• **Exercise**
Quote the records below word for word, from the first line through the last, and leave the picture out of your reply.

• **Excerpted records**
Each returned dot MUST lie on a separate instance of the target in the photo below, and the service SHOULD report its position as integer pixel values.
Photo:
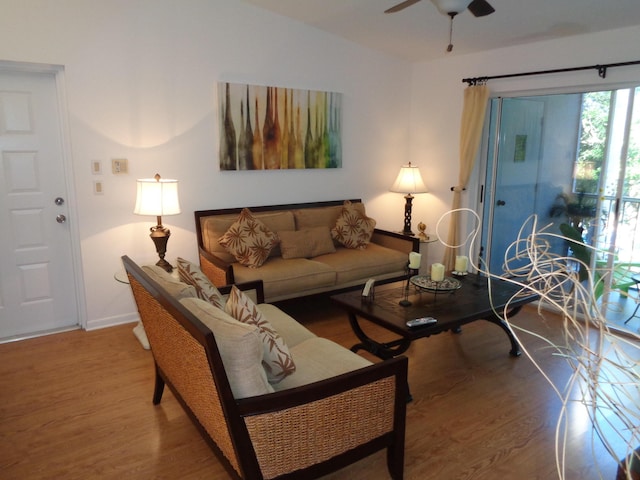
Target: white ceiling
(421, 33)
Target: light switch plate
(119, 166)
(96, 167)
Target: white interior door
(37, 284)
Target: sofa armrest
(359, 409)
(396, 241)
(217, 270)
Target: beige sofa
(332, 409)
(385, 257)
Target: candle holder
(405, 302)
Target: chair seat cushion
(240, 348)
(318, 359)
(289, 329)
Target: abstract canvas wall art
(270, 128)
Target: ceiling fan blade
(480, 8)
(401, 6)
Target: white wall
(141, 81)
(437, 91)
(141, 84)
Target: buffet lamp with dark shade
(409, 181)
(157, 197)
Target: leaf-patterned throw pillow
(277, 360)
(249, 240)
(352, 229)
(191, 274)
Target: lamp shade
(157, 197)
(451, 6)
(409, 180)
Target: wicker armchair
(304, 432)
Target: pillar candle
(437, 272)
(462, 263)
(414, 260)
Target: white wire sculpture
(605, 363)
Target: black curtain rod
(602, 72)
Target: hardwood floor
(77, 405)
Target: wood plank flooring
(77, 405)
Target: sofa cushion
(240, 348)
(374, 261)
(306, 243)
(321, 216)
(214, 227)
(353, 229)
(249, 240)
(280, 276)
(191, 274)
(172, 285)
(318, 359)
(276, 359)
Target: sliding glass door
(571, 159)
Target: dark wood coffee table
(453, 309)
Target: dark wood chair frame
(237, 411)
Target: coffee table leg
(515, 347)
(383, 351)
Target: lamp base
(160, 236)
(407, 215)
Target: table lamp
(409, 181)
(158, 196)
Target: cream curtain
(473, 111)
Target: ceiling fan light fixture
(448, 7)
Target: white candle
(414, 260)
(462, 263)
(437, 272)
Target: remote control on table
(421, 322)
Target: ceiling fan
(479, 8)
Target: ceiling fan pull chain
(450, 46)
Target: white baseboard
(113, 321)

• **Answer**
Each returned dot MUST lie on a separate instance of the target in the photo below, and the service SHOULD report its position as integer pixel values.
Photo:
Target: white ceiling
(421, 33)
Target: light switch plate
(119, 166)
(96, 167)
Target: white interior door
(37, 284)
Target: sofa armrest
(359, 409)
(396, 241)
(217, 270)
Target: beige sofa
(332, 409)
(385, 257)
Target: candle holder
(405, 302)
Target: chair seat cushion
(240, 348)
(318, 359)
(289, 329)
Target: abstract canvas wall art
(270, 128)
Target: ceiling fan blade
(480, 8)
(401, 6)
Target: white wall
(141, 81)
(437, 91)
(141, 84)
Target: buffet lamp with dark shade
(409, 181)
(157, 197)
Target: leaf-patterned throw pillow
(277, 360)
(249, 240)
(352, 229)
(191, 274)
Target: lamp shade
(157, 197)
(451, 6)
(409, 180)
Target: wicker armchair
(304, 432)
Target: pillar candle
(437, 272)
(462, 263)
(414, 260)
Target: white wire sculpture
(605, 363)
Target: black curtain rod
(602, 72)
Target: hardwood floor
(77, 405)
Target: wood plank flooring
(77, 405)
Target: sofa cushion
(240, 348)
(374, 261)
(306, 243)
(321, 216)
(214, 227)
(353, 229)
(249, 240)
(280, 276)
(191, 274)
(172, 285)
(318, 359)
(276, 359)
Target: sliding glass door
(571, 159)
Target: dark wood coffee table
(453, 309)
Target: dark wood chair frame
(237, 411)
Target: coffee table leg
(515, 347)
(383, 351)
Target: lamp base
(160, 236)
(407, 215)
Target: table lamp
(409, 181)
(158, 196)
Target: cream curtain
(473, 111)
Target: ceiling fan light fixture
(448, 7)
Target: white candle
(414, 260)
(462, 263)
(437, 272)
Target: remote control on table
(421, 322)
Target: ceiling fan
(479, 8)
Target: ceiling fan pull chain
(450, 46)
Target: white baseboard
(113, 321)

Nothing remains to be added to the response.